Provided information ::
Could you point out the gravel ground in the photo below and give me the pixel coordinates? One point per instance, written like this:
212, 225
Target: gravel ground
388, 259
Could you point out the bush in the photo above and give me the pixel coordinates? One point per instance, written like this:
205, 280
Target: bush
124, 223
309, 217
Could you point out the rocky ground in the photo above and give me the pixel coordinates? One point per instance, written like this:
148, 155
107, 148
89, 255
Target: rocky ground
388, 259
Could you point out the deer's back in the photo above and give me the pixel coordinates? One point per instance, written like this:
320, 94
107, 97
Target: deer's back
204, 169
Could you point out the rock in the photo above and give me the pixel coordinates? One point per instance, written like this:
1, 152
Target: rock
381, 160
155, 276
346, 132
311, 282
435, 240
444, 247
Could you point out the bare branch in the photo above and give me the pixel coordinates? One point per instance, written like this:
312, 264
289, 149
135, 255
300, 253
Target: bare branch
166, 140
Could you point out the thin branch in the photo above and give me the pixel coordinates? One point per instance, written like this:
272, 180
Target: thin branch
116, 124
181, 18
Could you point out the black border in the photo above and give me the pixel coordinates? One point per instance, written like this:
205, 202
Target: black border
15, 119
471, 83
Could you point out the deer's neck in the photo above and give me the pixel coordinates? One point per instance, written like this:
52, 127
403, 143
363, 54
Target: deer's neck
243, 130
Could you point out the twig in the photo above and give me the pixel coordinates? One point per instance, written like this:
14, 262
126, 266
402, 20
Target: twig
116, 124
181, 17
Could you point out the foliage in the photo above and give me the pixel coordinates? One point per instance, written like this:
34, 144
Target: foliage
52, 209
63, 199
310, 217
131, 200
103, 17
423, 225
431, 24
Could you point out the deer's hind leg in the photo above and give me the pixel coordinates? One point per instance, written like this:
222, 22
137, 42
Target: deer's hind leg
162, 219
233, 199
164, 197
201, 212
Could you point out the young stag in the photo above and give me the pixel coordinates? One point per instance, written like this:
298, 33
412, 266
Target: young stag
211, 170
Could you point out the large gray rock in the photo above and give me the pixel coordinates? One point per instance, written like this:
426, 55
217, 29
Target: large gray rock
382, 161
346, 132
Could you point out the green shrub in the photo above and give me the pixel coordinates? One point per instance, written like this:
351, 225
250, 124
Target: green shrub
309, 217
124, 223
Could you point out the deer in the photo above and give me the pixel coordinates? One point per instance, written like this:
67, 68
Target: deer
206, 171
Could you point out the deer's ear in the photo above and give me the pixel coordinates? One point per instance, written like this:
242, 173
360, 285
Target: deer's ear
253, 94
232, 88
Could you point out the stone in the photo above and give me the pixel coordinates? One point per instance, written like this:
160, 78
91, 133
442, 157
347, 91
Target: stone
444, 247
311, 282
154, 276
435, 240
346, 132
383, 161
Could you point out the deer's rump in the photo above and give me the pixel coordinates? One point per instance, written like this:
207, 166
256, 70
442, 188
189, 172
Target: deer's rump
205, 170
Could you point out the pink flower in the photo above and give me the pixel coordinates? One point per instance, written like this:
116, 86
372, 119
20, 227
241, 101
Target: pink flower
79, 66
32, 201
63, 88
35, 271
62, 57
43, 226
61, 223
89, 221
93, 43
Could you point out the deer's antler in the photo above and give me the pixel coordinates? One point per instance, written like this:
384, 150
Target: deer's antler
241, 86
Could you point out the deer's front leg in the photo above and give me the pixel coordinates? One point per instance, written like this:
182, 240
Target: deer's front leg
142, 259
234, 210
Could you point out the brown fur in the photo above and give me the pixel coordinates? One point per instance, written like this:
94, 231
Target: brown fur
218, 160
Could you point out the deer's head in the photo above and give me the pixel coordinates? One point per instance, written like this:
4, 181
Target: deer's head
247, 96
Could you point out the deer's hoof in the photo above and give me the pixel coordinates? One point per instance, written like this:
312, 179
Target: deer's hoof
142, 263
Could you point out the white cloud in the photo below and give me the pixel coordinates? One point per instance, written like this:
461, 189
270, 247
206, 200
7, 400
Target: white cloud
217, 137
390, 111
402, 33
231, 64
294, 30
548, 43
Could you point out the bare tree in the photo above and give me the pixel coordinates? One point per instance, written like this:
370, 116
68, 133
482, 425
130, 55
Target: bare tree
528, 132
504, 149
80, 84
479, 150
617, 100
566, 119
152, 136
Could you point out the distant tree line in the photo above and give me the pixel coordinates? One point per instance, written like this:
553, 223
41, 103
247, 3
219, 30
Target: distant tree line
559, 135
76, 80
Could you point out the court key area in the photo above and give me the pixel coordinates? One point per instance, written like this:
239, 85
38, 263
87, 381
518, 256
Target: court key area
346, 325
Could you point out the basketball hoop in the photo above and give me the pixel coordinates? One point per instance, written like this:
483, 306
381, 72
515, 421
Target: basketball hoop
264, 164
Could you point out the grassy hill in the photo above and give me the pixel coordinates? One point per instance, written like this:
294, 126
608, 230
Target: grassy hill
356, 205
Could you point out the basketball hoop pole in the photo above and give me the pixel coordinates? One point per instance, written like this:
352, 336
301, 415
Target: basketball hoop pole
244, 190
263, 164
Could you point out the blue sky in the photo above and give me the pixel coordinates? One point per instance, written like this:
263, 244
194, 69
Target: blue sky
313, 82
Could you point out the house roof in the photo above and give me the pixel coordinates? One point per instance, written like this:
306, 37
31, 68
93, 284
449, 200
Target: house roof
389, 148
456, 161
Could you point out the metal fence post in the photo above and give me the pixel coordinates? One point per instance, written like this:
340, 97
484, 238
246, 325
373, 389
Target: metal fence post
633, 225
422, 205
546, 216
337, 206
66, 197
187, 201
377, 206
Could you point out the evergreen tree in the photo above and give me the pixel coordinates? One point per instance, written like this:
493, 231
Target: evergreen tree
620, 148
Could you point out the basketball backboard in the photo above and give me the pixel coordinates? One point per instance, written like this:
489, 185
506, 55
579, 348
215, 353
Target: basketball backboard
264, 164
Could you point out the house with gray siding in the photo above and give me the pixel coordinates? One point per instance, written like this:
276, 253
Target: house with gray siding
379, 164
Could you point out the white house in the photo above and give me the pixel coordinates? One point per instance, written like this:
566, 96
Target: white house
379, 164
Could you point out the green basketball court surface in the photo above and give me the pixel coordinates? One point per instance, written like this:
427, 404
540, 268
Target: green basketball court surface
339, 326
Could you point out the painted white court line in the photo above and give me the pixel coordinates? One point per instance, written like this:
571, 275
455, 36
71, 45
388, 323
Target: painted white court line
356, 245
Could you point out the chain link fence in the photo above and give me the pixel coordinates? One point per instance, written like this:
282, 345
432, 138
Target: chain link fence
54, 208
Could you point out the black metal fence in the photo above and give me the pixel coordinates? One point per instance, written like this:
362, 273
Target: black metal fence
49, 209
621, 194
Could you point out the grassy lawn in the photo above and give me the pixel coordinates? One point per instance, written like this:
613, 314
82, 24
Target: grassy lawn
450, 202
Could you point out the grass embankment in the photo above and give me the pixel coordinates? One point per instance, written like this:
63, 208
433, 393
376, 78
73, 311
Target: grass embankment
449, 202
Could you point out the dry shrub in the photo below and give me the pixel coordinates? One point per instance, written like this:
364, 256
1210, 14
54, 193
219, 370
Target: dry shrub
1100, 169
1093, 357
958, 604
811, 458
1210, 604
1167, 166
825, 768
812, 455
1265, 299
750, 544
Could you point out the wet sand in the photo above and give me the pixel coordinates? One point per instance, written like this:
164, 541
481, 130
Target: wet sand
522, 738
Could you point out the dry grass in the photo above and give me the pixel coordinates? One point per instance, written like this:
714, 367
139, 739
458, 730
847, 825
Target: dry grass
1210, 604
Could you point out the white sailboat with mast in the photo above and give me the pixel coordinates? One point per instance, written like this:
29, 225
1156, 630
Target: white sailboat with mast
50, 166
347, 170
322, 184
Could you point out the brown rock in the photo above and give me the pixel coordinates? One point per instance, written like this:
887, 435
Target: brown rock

What you are asked to do ::
Reproduce the material from the line containing "Could you point out the dry grass" through the end of the material, both ends included, adjusting every coordinate in the answer points by -39 and leaving the requests and their format samples unchanged.

Task solution ::
Could you point out the dry grass in the photo above and give me the pixel coordinates? One point per instance, written like this:
714, 367
139, 739
458, 730
847, 825
Target: dry grass
1171, 565
Could you point out the white sailboat with mast in the photo above and give me the pixel coordinates? One point per instance, written like this:
29, 225
1156, 630
Target: white sailboat with mast
11, 127
308, 131
283, 145
Could you point out the brown rock in the photo above and give me the pixel coordinates? One point per instance, written like this:
887, 435
Target: brown rock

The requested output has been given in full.